Supplied passage —
I was at the corner of Sunset and Bronson when I saw him driving the car in the lane to my right. I don’t remember what kind of car, something small and dark and not very expensive. What I remember is him. He looked to be about 20, and had long, dark blond hair gathered loosely at the nape, with artistic strands falling forward along his jawline.

 

His neck was long, his face was pale and thin with dramatic cheekbones and large, deep set eyes. But what struck me was how dreamy and far away was the look in those eyes. I immediately decided that he was a musician and a poet, and he did indeed seem to be lost in the music that was audible from his speakers. He wasn’t unusually handsome; slender, pale young men are a dime a dozen in any college town. It was that absent, introspective gaze that threw me.

Complete the following —
1. Answer these questions using the account of the young driver at the traffic corner:
(a) At which intersection was the narrator when the driver came into view?
(b) About what age did the driver appear to be?
(c) What did the narrator immediately decide the driver was?
2. Proceed with the account of the young driver at the traffic corner, picking up directly after its final sentence.
The items that follow the account were taken from a separate source.

Dataset rows —
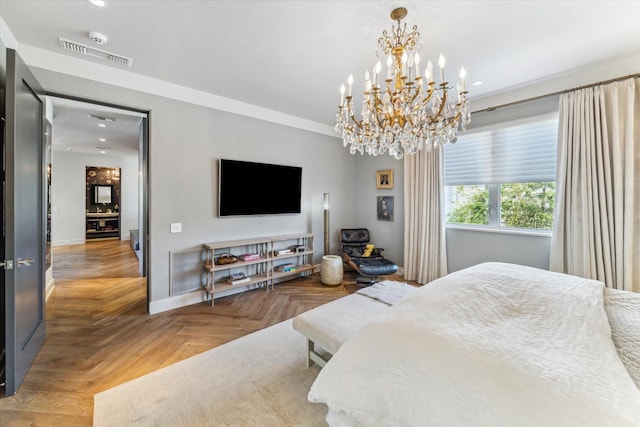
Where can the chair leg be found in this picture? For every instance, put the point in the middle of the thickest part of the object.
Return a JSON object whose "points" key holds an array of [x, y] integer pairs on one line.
{"points": [[366, 280]]}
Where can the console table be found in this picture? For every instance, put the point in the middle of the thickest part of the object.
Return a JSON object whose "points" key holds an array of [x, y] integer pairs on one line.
{"points": [[262, 261]]}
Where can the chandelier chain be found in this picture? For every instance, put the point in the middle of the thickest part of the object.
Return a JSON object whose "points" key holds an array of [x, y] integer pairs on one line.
{"points": [[406, 112]]}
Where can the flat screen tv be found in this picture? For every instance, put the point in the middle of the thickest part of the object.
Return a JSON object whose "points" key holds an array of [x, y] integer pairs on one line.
{"points": [[250, 188]]}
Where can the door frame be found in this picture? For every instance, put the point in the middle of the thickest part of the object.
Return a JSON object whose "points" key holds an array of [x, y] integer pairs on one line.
{"points": [[144, 175]]}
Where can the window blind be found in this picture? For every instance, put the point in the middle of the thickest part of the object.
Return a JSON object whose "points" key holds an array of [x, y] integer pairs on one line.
{"points": [[518, 151]]}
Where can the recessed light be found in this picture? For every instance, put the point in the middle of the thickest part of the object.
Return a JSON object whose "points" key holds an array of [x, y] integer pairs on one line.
{"points": [[98, 37]]}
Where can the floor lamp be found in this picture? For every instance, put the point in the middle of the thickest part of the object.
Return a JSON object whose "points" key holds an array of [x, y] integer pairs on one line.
{"points": [[325, 206]]}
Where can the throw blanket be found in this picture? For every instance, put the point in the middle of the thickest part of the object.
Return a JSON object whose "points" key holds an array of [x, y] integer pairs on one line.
{"points": [[493, 345], [387, 291]]}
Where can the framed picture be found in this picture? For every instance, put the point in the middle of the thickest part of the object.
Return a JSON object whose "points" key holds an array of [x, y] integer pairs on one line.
{"points": [[384, 178], [385, 208]]}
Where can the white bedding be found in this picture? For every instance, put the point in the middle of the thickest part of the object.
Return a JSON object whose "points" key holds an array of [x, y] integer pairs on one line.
{"points": [[493, 345]]}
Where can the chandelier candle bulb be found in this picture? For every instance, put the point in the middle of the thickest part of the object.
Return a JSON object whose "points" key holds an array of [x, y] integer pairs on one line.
{"points": [[463, 74], [441, 64]]}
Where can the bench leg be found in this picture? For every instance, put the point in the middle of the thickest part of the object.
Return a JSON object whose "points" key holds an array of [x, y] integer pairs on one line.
{"points": [[313, 356]]}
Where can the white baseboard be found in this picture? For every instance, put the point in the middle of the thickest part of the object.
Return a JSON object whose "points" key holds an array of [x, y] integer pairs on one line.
{"points": [[68, 242], [50, 283]]}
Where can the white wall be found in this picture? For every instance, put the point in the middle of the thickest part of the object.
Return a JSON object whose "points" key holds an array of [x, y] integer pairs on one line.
{"points": [[68, 194]]}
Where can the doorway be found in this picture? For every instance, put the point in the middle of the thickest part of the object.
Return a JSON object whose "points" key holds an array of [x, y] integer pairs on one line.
{"points": [[89, 134]]}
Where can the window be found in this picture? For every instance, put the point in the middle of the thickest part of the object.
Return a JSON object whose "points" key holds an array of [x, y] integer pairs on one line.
{"points": [[503, 175]]}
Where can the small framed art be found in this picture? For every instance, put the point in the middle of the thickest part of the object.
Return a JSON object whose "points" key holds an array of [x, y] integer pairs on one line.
{"points": [[384, 178], [385, 208]]}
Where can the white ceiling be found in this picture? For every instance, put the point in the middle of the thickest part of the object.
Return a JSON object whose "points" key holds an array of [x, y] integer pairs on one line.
{"points": [[292, 56]]}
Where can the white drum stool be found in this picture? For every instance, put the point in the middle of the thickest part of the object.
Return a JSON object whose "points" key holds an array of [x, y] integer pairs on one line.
{"points": [[331, 270]]}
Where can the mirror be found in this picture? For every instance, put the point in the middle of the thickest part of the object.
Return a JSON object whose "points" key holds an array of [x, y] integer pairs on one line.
{"points": [[102, 193]]}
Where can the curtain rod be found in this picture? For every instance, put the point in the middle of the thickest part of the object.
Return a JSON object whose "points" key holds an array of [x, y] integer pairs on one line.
{"points": [[508, 104]]}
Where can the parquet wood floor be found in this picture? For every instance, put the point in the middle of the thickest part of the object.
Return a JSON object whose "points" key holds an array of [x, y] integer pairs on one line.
{"points": [[98, 334]]}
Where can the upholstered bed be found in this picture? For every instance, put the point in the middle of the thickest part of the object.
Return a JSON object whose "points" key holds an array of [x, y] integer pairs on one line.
{"points": [[492, 345]]}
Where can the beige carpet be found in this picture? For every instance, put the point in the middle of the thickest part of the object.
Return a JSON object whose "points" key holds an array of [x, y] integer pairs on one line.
{"points": [[257, 380]]}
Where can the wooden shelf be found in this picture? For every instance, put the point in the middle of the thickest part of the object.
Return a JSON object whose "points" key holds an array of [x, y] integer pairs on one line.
{"points": [[262, 270]]}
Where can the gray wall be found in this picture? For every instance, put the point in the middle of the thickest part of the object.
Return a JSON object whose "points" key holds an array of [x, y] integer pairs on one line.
{"points": [[185, 143], [388, 235]]}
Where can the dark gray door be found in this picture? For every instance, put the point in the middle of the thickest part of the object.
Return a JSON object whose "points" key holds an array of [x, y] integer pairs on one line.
{"points": [[23, 218]]}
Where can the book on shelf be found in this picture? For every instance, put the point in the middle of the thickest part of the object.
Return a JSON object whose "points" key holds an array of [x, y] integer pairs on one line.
{"points": [[249, 257], [237, 278], [285, 268], [282, 252]]}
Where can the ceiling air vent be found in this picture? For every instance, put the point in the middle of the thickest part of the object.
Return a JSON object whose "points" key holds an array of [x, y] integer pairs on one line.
{"points": [[96, 53]]}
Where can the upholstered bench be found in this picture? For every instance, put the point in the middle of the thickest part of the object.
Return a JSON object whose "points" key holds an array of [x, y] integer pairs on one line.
{"points": [[331, 324]]}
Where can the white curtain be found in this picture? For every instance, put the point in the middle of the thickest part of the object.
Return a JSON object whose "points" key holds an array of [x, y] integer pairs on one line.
{"points": [[425, 252], [596, 231]]}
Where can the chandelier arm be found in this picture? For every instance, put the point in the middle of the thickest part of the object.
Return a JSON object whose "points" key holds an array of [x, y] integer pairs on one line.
{"points": [[378, 109], [443, 102], [355, 121]]}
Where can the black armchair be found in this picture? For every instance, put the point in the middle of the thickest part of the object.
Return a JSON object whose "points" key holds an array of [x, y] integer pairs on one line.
{"points": [[364, 257]]}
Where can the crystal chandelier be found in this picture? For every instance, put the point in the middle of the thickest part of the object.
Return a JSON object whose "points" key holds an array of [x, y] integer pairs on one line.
{"points": [[407, 112]]}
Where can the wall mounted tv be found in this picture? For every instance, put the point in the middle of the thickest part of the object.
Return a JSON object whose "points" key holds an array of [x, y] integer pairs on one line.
{"points": [[249, 188]]}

Outputs for the tasks —
1.
(a) The corner of Sunset and Bronson.
(b) About 20.
(c) A musician and a poet.

2.
As he pulled away, I saw his license plate was Arizona, not California, and suddenly I felt an ah-ha! in my throat. Of course he was not yet a denizen of Los Angeles. I noticed him not because he was particularly striking, but because he did not have that L.A. look.

 
The L.A. look is alert, intent… the cool, scanning readiness of a hungry cat. Those are the people who are here for a reason, and are ever on the lookout for someone who can help them, someone to pitch their idea to, their script, their music, their talent. Their eyes assess you in a flash when you pass them by. This boy didn’t have that look yet.

 
But if he’s a musician, and he’s here, he’ll soon develop it, thus losing the one thing that, to me anyway, made him unique.